Your instructions: In the court ruling on the hospital's motion for summary judgment, on what date did the court hear the motion?

Selected excerpt:
United States District Court, E.D. California

June 12, 2017



         Plaintiff Dr. Ndulue sued the hospital where he works for allegedly retaliating against him and diverting patients to other doctors. Defendant hospital, the Fremont-Rideout Health Group, now moves for summary judgment. Mot., ECF No. 41. Plaintiff opposes. Opp'n, ECF No. 46. The court heard the motion on March 10, 2017. Anthony Madu and Darin Dominguez appeared for plaintiff; Preston Young and Glenn Holley appeared for defendant. Hr'g Mins., ECF No. 61. As discussed below, the court GRANTS defendant's motion.


         A. The Parties

         Plaintiff, a Nigerian pediatrician, immigrated to the United States twenty years ago and now operates a solo practice in California. Pl.'s Dep. vol. 1, 20:2-3, 21:24-25, 24:15-17, 36:1-6, Zim Decl., Ex. B, ECF No. 44-1. As a hospital staff member, plaintiff admits patients to defendant's facilities. Id. 24:18-25.

         B. 2011 Settlement Agreement

         This case is not the parties' first rendezvous. Plaintiff sued defendant in 2008 for racial discrimination and conspiracy to interfere with his business. 2008 Compl., Ndulue v. Fremont-Rideout Health, Case No. 2:08-cv-001696-WBS-KJM, [2] Zim Decl., Ex. C. The parties settled during trial before the jury returned a verdict. Civil Jury Trial Mins, April 28, 2011, Ex. F, ECF No. 44-1. As relevant here, defendant agreed to amend its “newborn patient allocation policy” to reflect that the hospital staff would “make reasonable efforts” to discern which pediatrician a laboring mother prefers and obtain that preference in writing. 2011 Settlement Agreement ¶ F, Ex. G, Zim. Decl.

         After settlement, defendant changed the pediatrician allocation form as agreed. See Krista Minton Dep. 23:12-16, Zim Decl., Ex. X; see also Pediatrician Request Form, Minton Decl., Ex. 8, attached to Minton Dep. Defendant now gives a laboring mother a list of pediatricians to select from when she arrives at the hospital, and nurses neither endorse nor oppose any options. Minton Dep. 26, 33-34.

         C. Hospital's Alleged Diversion of Plaintiff's Patients

         Plaintiff claims defendant is violating the parties' 2011 settlement agreement and is again diverting his newborn patients to other pediatricians. Compl. ¶¶ 22-24, 27, ECF No. 1. The hospital's administrative records show no decline in the newborns the hospital assigned plaintiff during the years about which he complains, 2010 through 2015. See Patient Allocation Table, Christy Rhoades Decl., Ex. U to Zim Decl. The hospital's billing records show the number of patients plaintiff billed during these years was higher than any previous five-year interval in which he worked at this hospital. See Billing Record, Zim Decl., Ex. T. Plaintiff's own Schedule C forms showing the reported income on his 2010 through 2015 tax returns reveal his annual receipts and medical account deposits are virtually identical from 2010 through 2014, with an upward spike in 2015. See Schedule C, Zim Decl., Ex. V; see also Julie Shea[3] Dep. 23:2- 24:8, Zim Decl., Ex. W (authenticating this document).

Entries shown:
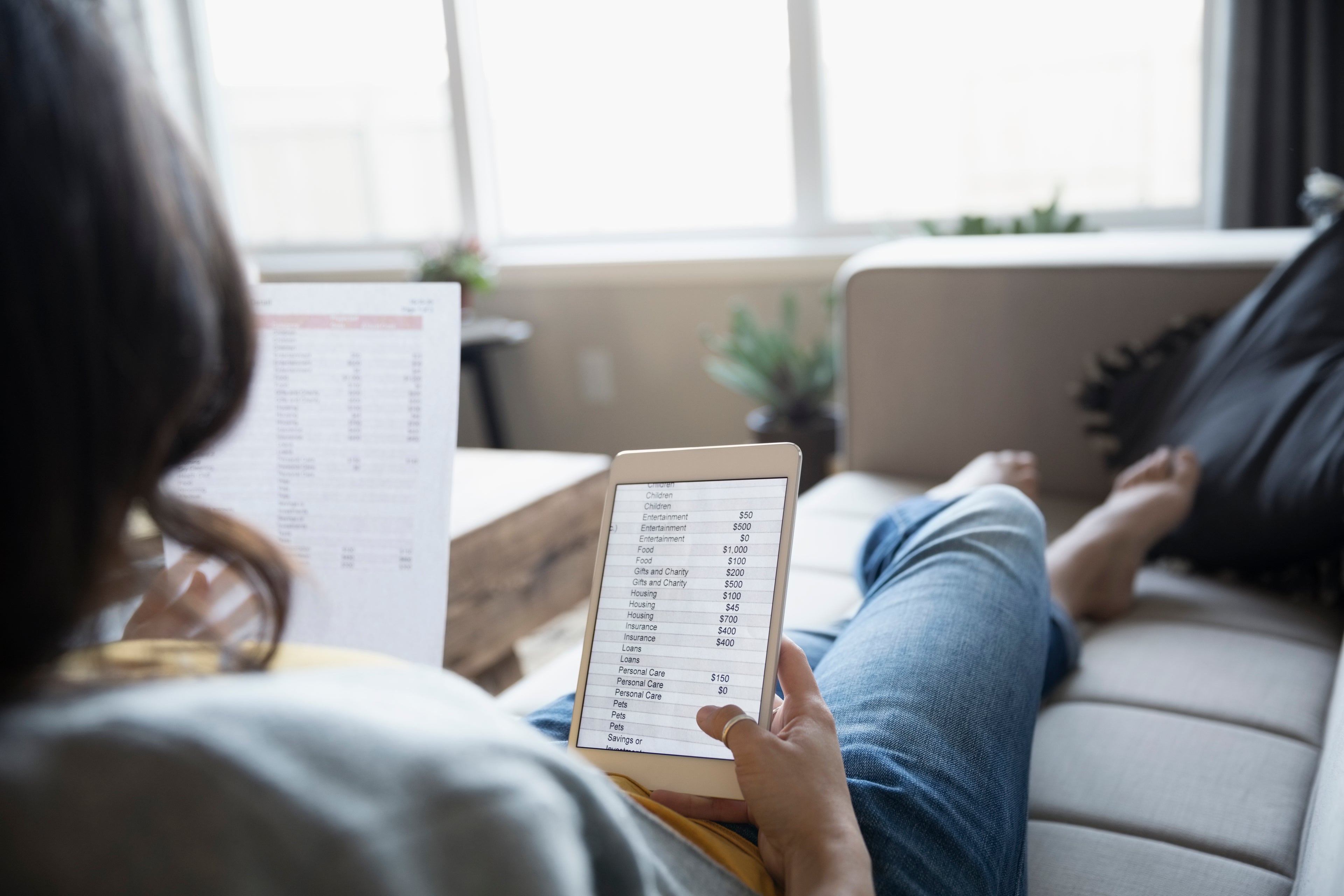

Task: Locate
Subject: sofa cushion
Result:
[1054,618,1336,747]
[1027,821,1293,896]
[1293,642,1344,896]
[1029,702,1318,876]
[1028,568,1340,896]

---

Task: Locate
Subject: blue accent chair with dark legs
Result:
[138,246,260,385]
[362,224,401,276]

* * *

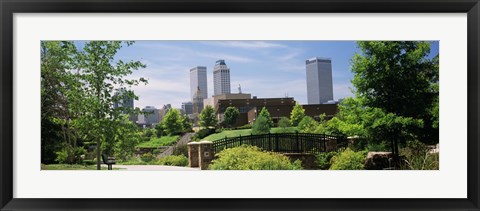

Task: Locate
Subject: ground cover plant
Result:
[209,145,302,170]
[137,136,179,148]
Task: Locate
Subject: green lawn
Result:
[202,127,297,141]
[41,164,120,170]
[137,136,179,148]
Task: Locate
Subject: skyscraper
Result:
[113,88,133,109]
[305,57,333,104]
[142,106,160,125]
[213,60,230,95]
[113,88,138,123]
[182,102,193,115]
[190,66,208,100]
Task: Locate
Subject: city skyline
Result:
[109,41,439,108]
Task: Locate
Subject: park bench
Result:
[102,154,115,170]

Output for this exercise: March 10, 2017